-- Directive --
Starting from the line that contains "the white plastic", reproduce each line exactly through the end of the material, and include no other lines.

-- Excerpted data --
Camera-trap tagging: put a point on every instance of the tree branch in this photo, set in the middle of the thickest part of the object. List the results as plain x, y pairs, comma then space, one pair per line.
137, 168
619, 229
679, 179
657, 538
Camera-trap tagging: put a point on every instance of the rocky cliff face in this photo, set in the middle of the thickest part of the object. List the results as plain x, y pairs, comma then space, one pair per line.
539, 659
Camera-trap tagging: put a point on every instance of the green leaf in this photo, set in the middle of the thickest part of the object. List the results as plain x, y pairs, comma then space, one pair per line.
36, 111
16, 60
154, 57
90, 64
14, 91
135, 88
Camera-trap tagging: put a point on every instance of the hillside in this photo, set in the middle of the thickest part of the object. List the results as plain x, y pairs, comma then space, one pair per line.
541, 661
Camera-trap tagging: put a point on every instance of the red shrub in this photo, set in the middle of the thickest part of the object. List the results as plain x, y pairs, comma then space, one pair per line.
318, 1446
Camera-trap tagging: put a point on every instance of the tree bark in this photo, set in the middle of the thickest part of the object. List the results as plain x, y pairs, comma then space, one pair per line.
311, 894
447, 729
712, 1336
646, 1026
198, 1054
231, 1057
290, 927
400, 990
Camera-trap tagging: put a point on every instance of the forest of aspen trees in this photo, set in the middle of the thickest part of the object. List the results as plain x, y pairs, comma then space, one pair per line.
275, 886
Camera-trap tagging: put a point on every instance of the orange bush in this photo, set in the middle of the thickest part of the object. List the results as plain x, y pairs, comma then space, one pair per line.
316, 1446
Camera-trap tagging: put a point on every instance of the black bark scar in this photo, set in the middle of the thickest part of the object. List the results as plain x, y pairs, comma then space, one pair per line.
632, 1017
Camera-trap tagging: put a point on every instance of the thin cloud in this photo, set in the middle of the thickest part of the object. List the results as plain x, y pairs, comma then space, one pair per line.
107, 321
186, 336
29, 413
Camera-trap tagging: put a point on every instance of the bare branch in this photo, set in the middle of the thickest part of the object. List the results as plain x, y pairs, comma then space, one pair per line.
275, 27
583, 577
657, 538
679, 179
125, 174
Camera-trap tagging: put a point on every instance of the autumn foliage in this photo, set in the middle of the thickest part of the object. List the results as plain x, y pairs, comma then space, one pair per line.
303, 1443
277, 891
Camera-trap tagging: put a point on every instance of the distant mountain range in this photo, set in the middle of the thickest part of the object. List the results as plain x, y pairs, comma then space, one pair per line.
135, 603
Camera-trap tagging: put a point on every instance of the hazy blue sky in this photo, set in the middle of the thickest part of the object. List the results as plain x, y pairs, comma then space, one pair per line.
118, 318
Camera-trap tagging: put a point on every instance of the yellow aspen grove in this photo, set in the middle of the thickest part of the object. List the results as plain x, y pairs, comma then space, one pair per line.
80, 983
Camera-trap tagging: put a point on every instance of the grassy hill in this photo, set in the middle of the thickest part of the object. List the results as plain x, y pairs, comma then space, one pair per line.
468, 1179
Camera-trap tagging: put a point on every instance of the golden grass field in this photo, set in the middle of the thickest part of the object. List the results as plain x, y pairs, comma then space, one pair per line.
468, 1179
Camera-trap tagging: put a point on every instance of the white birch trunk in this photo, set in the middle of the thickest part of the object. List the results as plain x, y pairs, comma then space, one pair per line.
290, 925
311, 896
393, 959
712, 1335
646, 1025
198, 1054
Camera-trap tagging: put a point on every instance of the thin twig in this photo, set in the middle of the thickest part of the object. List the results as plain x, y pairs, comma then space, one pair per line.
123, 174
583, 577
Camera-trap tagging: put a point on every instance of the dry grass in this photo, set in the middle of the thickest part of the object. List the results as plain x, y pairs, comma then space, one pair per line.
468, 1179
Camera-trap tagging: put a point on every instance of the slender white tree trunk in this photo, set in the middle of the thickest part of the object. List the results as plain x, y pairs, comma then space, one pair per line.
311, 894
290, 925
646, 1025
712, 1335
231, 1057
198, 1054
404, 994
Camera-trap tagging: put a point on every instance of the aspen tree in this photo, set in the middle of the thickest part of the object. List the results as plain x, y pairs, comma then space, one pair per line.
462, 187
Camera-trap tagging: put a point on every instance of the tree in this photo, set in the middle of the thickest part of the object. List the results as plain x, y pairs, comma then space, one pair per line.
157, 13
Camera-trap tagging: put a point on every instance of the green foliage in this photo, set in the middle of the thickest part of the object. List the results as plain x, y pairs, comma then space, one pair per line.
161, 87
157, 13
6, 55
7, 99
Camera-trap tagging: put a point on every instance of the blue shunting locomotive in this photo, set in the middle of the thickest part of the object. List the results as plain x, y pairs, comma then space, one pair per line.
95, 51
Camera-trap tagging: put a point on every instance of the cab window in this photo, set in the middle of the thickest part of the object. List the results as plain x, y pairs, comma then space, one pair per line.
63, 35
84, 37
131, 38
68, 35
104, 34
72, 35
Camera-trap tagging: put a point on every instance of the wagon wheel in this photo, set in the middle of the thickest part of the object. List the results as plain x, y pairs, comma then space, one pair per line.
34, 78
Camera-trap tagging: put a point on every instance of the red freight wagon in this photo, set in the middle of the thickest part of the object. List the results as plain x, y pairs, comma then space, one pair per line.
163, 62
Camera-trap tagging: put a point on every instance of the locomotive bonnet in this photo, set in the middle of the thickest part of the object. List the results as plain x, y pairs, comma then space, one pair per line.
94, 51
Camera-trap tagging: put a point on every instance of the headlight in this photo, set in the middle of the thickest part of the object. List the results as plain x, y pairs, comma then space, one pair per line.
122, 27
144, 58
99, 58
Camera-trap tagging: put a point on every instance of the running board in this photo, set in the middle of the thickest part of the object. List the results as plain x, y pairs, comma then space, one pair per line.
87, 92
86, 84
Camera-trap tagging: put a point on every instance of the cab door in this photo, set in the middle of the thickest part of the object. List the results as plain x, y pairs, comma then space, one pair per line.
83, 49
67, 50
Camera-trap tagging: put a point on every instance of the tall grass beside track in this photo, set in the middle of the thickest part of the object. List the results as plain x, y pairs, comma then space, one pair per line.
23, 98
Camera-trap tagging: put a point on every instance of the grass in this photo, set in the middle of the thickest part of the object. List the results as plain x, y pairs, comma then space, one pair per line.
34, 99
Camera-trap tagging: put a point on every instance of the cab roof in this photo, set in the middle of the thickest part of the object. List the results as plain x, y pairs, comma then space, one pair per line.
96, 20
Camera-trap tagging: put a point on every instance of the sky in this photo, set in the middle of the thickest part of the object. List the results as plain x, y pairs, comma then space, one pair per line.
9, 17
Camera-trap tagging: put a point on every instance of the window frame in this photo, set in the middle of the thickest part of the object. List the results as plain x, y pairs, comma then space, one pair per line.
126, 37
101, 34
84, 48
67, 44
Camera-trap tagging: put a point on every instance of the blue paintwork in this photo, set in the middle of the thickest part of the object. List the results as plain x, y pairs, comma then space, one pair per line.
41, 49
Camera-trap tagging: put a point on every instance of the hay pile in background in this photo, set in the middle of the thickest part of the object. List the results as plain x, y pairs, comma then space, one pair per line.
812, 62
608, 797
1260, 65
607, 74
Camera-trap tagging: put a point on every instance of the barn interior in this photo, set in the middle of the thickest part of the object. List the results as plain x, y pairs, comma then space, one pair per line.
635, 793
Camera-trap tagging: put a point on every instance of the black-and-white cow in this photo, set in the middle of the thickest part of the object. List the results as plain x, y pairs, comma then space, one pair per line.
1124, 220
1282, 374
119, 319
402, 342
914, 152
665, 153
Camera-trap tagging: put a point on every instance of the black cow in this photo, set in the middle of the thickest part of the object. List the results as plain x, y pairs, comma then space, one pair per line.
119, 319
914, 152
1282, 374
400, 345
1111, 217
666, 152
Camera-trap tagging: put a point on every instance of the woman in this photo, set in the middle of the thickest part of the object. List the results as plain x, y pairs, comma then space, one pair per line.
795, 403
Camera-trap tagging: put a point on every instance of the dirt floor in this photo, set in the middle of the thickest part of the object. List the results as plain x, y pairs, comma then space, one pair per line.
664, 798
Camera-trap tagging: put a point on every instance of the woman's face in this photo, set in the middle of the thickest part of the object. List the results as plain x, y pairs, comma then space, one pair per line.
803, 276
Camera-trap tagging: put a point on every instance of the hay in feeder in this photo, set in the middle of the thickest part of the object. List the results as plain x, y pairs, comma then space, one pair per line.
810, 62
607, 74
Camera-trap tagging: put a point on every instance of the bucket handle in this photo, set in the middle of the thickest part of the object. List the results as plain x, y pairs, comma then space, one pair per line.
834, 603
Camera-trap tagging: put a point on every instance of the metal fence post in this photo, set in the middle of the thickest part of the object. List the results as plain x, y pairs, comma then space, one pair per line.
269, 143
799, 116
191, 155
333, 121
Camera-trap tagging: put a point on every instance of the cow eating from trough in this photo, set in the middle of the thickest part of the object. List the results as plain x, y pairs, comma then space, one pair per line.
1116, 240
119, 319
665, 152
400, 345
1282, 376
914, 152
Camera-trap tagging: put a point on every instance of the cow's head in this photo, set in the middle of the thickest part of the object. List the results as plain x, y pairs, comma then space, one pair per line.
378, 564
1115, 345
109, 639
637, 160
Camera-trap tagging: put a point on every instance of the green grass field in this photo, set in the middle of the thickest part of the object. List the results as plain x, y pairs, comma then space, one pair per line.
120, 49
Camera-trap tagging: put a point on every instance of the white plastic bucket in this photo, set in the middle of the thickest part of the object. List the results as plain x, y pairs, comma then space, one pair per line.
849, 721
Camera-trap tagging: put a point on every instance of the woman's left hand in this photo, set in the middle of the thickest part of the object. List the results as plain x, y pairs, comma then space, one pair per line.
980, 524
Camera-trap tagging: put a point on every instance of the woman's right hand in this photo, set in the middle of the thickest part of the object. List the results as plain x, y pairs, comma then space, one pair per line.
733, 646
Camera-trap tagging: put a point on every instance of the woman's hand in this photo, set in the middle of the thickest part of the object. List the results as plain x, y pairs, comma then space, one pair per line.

-- Solution below --
Camera-trap tagging: put a point on every instance of the white plastic bucket in this photo, set in the middle of the thickest part of the object. List the results as plain x, y pairs, comma then space, one pair per line.
849, 721
Camera-trap tagging: put a point on every instance of the woman's left hand in this photo, set in the middle of the thickest part of the object. List the results as plain x, y pairs, comma then space, one pair per line.
980, 524
Camera-trap tagging: put a point on every instance of the woman's right hand in this photo, set in the middle of the thickest part of the object. List the results as plain x, y pairs, comma then space, one pair per line.
733, 646
Camera-trap tagging: put a point on every instance of the woman's hand in this photo, set in the middle of the thickest part of the object. List the results as plain x, y pairs, comma then space, one pair per line.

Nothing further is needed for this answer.